The Zika virus was first reported in Africa after the Second World War, then moved Southeast Asia, the Western Pacific and to Latin America in the 21st Century.
The latest data also suggest that the virus is responsible for a huge increase in the number of cases of microcephaly in Brazil, a very rare condition where infants have small skulls because their brains aren’t growing properly during pregnancy. Brazilian health officials note, however, that microcephaly has not been connected to the Zika virus before.
Brazil’s Health Ministry just published statistics showing that as of last Saturday, the number of suspected Zika-related microcephaly cases had hit 2,782, up almost 16% in a week. The number of confirmed deaths was increased from 40 from 29 for the year. Brazil only had 147 microcephaly cases in 2014.
There are various causes for microcephaly in gestating babies, such as genetic abnormalities, exposure to toxins or alcohol abuse by the mother. Health authorities will only say it appears there is a link between microcephaly and Zika, but more studies are needed to confirm this conclusion.
There is no vaccine for the Zika virus. Government officials in Brazil and other Latin American countries are taking steps to eradicate mosquitoes and international health agencies such as the WHO and the CDC are also advising.
Brazilian army troops and other local work crews are drain swampy areas and eradicate mosquito larvae-filled water supplies. São Paulo state has put together a medical task force to the efforts to fight the Zika virus.
Officals are concerned that with summer vacations beginning, and the entire country of Brazil getting ready for the 2016 Olympic Games in Rio de Janeiro, that the ongoing Zika virus outbreak could become an epidemic during the games.
Statement from U.S. CDC
“This is probably the largest outbreak of Zika ever recorded,” noted Ann Powers, the acting chief of the arboviral diseases branch at the U.S. Centers for Disease Control and Prevention. “There’s a lot of concern about what it means, what the implications are, and what we can potentially do for containment and control.”
Zika is related to chikungunya, a viral infection that causes fever and severe, lasting joint pain, and has long circulated in Africa, Asia and parts of Europe, but didn’t reach the Americas until 2013, when it was found in the Caribbean. Chikungunya is now found throughout most of North and South America.
“It does seem to be following a pattern similar to chikungunya,” Powers commented, referring to Zika.

= Assignment 1 =
Which causes of microcephaly in gestating babies does the Zika article name?
= Assignment 2 =
Can you copy out the Zika article's passage from "There are various" to "fight the Zika virus.", word for word?

= Extracted entries =
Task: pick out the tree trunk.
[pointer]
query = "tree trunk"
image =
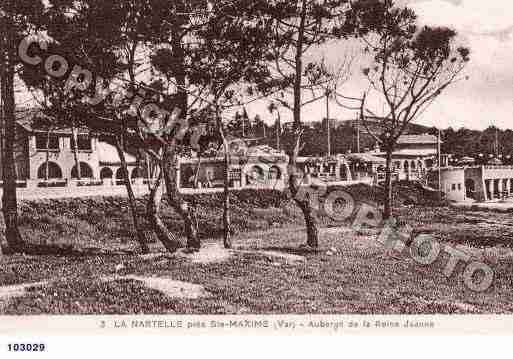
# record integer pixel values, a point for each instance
(141, 238)
(9, 198)
(295, 182)
(227, 241)
(74, 134)
(163, 234)
(184, 210)
(387, 213)
(47, 159)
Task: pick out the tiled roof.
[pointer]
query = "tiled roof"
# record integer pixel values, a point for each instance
(108, 154)
(417, 139)
(27, 119)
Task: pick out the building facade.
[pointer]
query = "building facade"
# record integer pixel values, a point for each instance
(47, 158)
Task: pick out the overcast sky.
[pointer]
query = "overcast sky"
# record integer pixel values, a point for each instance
(487, 96)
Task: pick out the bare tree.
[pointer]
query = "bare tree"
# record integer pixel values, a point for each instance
(412, 66)
(302, 26)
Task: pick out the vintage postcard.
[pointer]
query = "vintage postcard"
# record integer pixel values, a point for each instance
(255, 167)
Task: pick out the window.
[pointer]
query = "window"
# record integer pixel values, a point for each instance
(84, 143)
(42, 140)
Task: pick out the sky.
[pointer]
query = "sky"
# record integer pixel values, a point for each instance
(486, 98)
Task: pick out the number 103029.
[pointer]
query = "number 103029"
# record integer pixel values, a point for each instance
(25, 347)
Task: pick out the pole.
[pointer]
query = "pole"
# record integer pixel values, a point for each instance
(357, 134)
(439, 162)
(278, 130)
(328, 122)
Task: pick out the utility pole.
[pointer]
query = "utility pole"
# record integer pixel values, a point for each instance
(278, 129)
(328, 120)
(439, 162)
(357, 134)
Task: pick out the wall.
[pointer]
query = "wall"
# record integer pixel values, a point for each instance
(453, 184)
(63, 157)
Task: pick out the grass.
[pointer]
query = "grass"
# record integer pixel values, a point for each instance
(360, 278)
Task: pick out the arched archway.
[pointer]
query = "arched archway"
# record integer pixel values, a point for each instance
(54, 171)
(138, 172)
(470, 188)
(274, 173)
(255, 175)
(85, 171)
(106, 173)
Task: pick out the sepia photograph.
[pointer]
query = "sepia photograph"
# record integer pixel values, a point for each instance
(256, 165)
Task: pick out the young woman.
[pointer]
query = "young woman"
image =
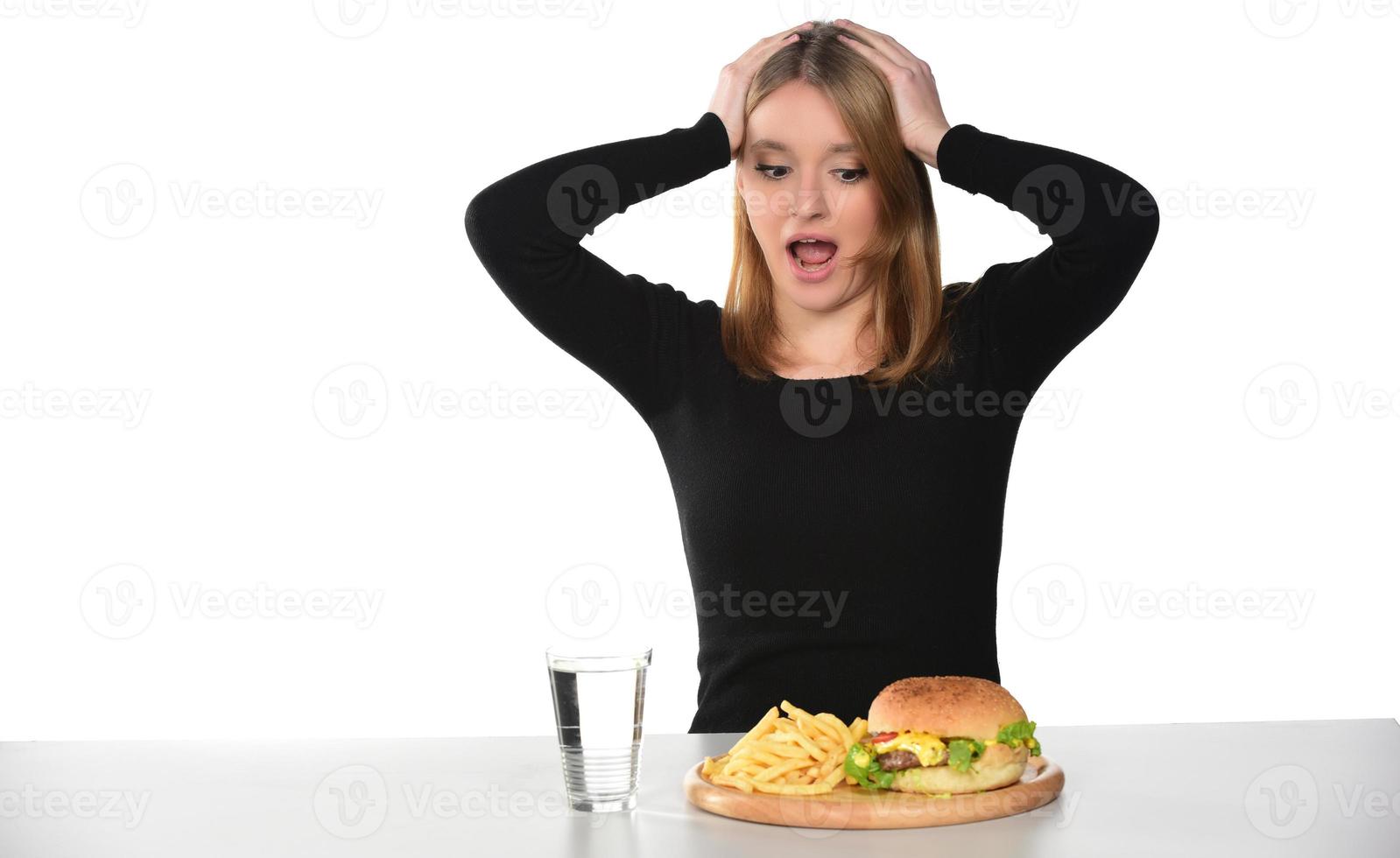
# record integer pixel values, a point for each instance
(839, 433)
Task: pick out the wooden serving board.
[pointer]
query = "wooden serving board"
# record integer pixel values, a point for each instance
(850, 806)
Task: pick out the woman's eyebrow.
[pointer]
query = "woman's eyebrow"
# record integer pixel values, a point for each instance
(836, 149)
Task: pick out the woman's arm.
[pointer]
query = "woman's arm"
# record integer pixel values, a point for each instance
(1101, 222)
(527, 229)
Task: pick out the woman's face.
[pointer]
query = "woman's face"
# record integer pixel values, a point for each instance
(798, 175)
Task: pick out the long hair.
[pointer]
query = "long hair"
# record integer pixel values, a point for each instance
(911, 306)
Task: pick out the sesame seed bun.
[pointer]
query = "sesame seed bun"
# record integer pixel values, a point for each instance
(946, 706)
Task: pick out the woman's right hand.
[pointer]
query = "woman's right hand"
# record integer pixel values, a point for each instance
(733, 93)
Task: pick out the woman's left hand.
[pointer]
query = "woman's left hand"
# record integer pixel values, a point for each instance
(921, 119)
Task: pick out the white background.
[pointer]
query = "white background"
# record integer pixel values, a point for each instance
(216, 395)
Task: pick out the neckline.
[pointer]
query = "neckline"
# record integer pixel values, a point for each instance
(783, 378)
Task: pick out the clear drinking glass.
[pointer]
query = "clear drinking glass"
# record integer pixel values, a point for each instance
(598, 713)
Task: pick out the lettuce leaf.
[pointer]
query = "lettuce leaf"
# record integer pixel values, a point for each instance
(962, 752)
(862, 764)
(1018, 734)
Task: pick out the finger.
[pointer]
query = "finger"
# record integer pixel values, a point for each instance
(769, 45)
(892, 48)
(874, 55)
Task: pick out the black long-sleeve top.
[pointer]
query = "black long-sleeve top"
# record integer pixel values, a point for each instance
(836, 539)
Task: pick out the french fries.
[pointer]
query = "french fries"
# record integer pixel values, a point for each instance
(796, 755)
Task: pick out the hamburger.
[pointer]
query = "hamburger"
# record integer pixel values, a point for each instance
(942, 735)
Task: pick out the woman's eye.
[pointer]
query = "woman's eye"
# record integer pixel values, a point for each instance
(848, 175)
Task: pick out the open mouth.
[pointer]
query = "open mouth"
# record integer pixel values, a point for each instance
(813, 254)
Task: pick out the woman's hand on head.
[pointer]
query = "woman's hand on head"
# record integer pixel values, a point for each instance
(921, 119)
(733, 91)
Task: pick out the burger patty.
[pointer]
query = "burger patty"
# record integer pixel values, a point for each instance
(893, 760)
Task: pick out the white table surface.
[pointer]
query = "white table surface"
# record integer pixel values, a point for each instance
(1249, 788)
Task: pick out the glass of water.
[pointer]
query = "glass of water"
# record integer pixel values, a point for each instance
(598, 713)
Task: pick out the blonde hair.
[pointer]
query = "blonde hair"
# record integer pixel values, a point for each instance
(911, 306)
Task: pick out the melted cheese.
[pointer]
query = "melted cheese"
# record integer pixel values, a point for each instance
(925, 746)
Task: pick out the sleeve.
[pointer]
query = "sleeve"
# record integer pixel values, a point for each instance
(1101, 222)
(527, 229)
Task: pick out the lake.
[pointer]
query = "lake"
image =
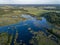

= Problem solution 1 =
- Genetic abnormalities
- Exposure to toxins
- Alcohol abuse by the mother

= Problem solution 2 =
There are various causes for microcephaly in gestating babies, such as genetic abnormalities, exposure to toxins or alcohol abuse by the mother. Health authorities will only say it appears there is a link between microcephaly and Zika, but more studies are needed to confirm this conclusion.
There is no vaccine for the Zika virus. Government officials in Brazil and other Latin American countries are taking steps to eradicate mosquitoes and international health agencies such as the WHO and the CDC are also advising.
Brazilian army troops and other local work crews are drain swampy areas and eradicate mosquito larvae-filled water supplies. São Paulo state has put together a medical task force to the efforts to fight the Zika virus.